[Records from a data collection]
* start *
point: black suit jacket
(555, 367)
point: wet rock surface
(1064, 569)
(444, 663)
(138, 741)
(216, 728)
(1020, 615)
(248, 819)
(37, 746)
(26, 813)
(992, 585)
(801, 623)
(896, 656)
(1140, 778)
* end *
# [Given instruction]
Locate every line in the material that contains the word "point" and copy each of those lines.

# [Solution for this task]
point: black suit jacket
point: wet rock surface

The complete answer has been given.